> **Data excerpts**
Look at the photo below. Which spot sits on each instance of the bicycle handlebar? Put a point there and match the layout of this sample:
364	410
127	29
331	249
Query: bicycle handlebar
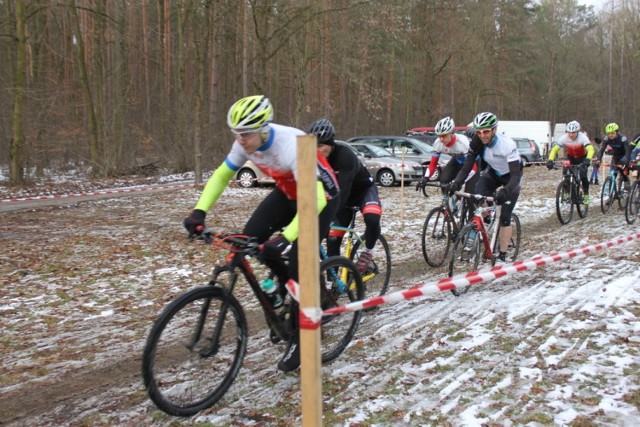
474	196
236	242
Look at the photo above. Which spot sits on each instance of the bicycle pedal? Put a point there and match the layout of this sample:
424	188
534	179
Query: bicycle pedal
275	339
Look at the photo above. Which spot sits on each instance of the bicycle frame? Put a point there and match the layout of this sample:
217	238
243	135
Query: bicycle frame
571	175
237	260
352	236
478	221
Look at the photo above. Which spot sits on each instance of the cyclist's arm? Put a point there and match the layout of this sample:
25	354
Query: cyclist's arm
475	148
515	176
603	147
215	186
590	151
435	158
554	152
291	231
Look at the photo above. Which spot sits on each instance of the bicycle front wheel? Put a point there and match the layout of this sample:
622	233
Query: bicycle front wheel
607	194
377	275
466	255
194	351
633	204
581	206
514	244
436	236
623	193
340	283
564	205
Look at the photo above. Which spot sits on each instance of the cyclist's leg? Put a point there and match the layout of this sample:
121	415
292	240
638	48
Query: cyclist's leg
272	214
371	209
582	172
291	357
487	183
334	238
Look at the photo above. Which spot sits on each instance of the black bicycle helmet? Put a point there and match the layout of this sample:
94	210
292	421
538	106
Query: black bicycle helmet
323	130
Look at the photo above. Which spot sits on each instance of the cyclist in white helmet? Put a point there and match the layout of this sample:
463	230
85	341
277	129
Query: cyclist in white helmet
503	169
579	151
272	148
457	146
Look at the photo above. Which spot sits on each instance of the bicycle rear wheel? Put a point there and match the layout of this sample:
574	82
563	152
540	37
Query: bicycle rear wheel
581	207
623	193
340	283
514	244
607	194
378	273
564	205
436	236
466	255
194	351
633	204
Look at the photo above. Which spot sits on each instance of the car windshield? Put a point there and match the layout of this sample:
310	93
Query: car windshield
379	151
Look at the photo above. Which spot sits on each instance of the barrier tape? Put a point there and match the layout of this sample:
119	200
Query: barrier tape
98	192
476	277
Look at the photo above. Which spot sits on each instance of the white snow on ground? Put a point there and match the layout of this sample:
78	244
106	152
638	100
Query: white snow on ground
558	345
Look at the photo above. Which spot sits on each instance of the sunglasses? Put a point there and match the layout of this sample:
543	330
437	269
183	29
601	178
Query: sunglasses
245	134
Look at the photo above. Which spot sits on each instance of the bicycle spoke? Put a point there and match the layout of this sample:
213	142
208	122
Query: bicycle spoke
186	372
564	205
436	237
466	254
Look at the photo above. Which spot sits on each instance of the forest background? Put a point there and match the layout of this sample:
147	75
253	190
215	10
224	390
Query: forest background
107	85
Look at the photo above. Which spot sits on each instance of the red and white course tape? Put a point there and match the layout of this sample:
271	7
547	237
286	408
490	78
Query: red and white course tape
480	276
99	192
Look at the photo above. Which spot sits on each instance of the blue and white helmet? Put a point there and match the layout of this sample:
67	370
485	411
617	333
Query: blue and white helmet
573	126
445	126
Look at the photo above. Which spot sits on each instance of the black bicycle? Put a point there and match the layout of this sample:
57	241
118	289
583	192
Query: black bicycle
441	227
633	202
197	344
569	194
614	188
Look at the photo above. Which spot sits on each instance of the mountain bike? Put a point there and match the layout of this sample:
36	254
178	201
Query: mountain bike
633	203
196	346
570	194
613	188
377	275
473	243
441	227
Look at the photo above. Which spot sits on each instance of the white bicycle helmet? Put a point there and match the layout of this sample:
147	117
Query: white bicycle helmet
445	126
573	126
485	120
250	113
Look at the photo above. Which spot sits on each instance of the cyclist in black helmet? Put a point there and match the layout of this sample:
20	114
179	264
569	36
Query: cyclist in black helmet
272	148
620	150
357	188
503	169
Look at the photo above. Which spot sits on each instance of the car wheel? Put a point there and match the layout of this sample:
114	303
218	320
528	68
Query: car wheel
246	178
386	178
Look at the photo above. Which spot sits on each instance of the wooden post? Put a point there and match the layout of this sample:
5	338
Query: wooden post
308	276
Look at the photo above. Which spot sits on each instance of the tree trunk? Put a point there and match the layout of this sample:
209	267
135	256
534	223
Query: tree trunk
92	121
16	153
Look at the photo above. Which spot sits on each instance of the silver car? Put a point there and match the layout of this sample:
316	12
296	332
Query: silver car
250	176
407	148
385	168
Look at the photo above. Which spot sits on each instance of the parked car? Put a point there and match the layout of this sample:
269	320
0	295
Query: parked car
386	168
405	147
250	176
529	150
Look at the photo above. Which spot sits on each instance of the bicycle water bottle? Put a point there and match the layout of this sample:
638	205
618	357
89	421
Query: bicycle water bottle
271	289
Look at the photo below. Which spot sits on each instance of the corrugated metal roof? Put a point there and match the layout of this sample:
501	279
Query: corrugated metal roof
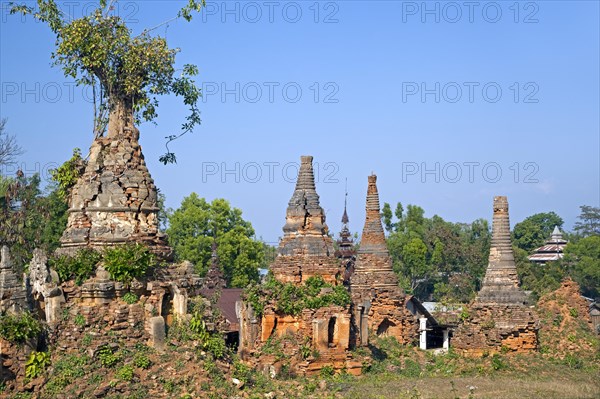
545	257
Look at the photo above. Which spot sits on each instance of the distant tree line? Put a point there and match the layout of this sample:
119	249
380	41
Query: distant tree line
435	259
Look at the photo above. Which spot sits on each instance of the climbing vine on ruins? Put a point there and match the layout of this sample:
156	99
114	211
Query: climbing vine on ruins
291	299
124	263
17	328
67	174
127	73
79	267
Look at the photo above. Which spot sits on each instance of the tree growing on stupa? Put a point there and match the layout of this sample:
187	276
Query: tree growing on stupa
126	72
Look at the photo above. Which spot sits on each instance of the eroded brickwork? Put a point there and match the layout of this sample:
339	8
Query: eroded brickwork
305	249
317	337
499	317
378	301
115	200
13	296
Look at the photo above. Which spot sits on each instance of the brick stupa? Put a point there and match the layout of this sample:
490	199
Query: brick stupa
305	249
499	317
378	301
115	200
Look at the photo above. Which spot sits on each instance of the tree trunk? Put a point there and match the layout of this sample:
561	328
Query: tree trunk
120	120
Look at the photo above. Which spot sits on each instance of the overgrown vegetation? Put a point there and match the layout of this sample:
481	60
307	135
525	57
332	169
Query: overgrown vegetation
67	174
36	364
18	328
126	262
79	267
291	299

> **EXERCISE PROMPT**
Give the number of lines containing "below" in the entries, and no other text.

> **TASK SOLUTION**
2